_DATA EXCERPTS:_
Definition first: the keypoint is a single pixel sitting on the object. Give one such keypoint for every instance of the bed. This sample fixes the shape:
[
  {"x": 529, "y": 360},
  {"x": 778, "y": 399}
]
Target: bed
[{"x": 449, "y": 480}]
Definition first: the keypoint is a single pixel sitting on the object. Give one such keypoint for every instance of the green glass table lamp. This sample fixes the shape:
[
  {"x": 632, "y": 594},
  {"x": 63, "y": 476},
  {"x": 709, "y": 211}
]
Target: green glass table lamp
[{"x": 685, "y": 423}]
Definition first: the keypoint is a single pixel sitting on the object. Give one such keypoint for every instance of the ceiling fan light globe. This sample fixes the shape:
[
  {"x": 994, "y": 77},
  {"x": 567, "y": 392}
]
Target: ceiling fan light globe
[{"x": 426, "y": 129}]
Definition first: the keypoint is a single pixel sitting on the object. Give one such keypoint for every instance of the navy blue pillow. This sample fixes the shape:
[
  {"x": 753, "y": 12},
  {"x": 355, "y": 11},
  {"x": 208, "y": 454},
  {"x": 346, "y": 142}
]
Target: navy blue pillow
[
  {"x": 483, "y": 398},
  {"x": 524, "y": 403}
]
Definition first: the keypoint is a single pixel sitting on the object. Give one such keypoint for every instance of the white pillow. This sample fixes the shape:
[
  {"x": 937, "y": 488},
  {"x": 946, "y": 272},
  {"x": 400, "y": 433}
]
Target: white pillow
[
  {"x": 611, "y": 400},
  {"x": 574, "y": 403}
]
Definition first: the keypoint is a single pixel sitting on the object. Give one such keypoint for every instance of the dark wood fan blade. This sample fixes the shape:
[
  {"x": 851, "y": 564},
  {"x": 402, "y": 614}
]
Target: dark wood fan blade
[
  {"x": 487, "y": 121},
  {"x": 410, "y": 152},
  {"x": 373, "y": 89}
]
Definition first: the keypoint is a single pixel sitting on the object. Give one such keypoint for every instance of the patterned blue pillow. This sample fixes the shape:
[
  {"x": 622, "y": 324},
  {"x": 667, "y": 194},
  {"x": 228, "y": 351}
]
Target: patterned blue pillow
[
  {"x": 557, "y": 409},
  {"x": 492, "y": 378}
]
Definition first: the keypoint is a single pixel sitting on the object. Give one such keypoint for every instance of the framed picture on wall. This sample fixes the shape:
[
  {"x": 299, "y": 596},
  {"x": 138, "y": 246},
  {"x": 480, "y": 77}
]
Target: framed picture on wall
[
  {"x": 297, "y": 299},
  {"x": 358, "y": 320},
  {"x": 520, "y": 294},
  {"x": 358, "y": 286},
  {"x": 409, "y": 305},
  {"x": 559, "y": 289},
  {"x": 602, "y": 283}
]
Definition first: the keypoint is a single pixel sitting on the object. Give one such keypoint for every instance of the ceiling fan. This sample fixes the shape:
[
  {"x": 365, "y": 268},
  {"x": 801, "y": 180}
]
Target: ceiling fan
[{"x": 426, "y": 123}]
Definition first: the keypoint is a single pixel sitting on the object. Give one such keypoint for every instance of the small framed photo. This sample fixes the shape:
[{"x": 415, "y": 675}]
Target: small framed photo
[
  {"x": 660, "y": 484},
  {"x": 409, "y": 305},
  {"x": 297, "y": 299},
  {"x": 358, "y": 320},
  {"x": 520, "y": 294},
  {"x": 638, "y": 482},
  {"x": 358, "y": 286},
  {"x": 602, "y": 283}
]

_SHORT PROBLEM:_ Make an exact copy of every line in the data.

_EXERCISE SOLUTION:_
Definition first: the keypoint is a single pixel sitting on the object. Give one such keypoint for every instance of the bed. This sample fixes the shape:
[
  {"x": 529, "y": 360},
  {"x": 778, "y": 399}
]
Target: bed
[{"x": 449, "y": 480}]
Definition first: the keypoint is a single pixel sitting on the object. Give one such keypoint for every instance of the green glass table lamp. This sample fixes the shape:
[
  {"x": 632, "y": 594},
  {"x": 63, "y": 476},
  {"x": 709, "y": 211}
]
Target: green glass table lamp
[{"x": 685, "y": 423}]
Definition first: the keypoint is a single pixel sitting on the object. Give one such keypoint for every instance of the ceiling fan light globe. This sample fixes the shape:
[
  {"x": 994, "y": 77},
  {"x": 567, "y": 392}
]
Target: ceiling fan light globe
[{"x": 426, "y": 129}]
Definition first: the keypoint is a single pixel sitting on the object. Give one such keypoint for every instance of the navy blue pillow. This sample fixes the shape:
[
  {"x": 753, "y": 12},
  {"x": 355, "y": 11},
  {"x": 208, "y": 454},
  {"x": 346, "y": 142}
]
Target: navy blue pillow
[
  {"x": 483, "y": 398},
  {"x": 524, "y": 403}
]
Definition first: the keypoint is a single pixel sitting on the object. Give one such keypoint for every instance of the white pillow. This sample fixes the shape:
[
  {"x": 937, "y": 488},
  {"x": 946, "y": 272},
  {"x": 400, "y": 433}
]
Target: white pillow
[
  {"x": 611, "y": 400},
  {"x": 574, "y": 403}
]
Definition first: the keypoint is a single pixel sitting on the object. Give one such keypoint for every instance of the dark wood fan blade. This sample fixes the shape:
[
  {"x": 851, "y": 564},
  {"x": 402, "y": 614}
]
Target: dark wood fan blade
[
  {"x": 487, "y": 121},
  {"x": 410, "y": 152},
  {"x": 373, "y": 89}
]
Definition first: the keypoint is a single pixel sitting on the object. Give one such keypoint for every instance of the patterned blue pillow. This sample fixes the shape:
[
  {"x": 622, "y": 324},
  {"x": 667, "y": 194},
  {"x": 228, "y": 351}
]
Target: patterned blue pillow
[
  {"x": 557, "y": 409},
  {"x": 492, "y": 378}
]
Definition first: the keypoint is a single pixel sitting on the object. Give one such keypoint for every instance of the framed picture on wall. This sample fixes the shape:
[
  {"x": 299, "y": 596},
  {"x": 138, "y": 246},
  {"x": 480, "y": 77}
]
Target: framed picture on wall
[
  {"x": 297, "y": 299},
  {"x": 358, "y": 320},
  {"x": 520, "y": 294},
  {"x": 358, "y": 286},
  {"x": 409, "y": 305},
  {"x": 559, "y": 289},
  {"x": 602, "y": 283}
]
Definition first: the keypoint is a single pixel sitting on the object. Give one such keypoint for every instance of the ceiling fan. This sample fixes the shape:
[
  {"x": 365, "y": 268},
  {"x": 801, "y": 180}
]
Target: ceiling fan
[{"x": 426, "y": 123}]
Definition first: the keypoint is a single pixel sitting on the object. Give one such keypoint for every instance of the small framed photo. This sample fixes the shape:
[{"x": 415, "y": 675}]
Target: small framed photo
[
  {"x": 660, "y": 484},
  {"x": 409, "y": 305},
  {"x": 297, "y": 299},
  {"x": 358, "y": 320},
  {"x": 520, "y": 294},
  {"x": 638, "y": 482},
  {"x": 358, "y": 286},
  {"x": 602, "y": 283}
]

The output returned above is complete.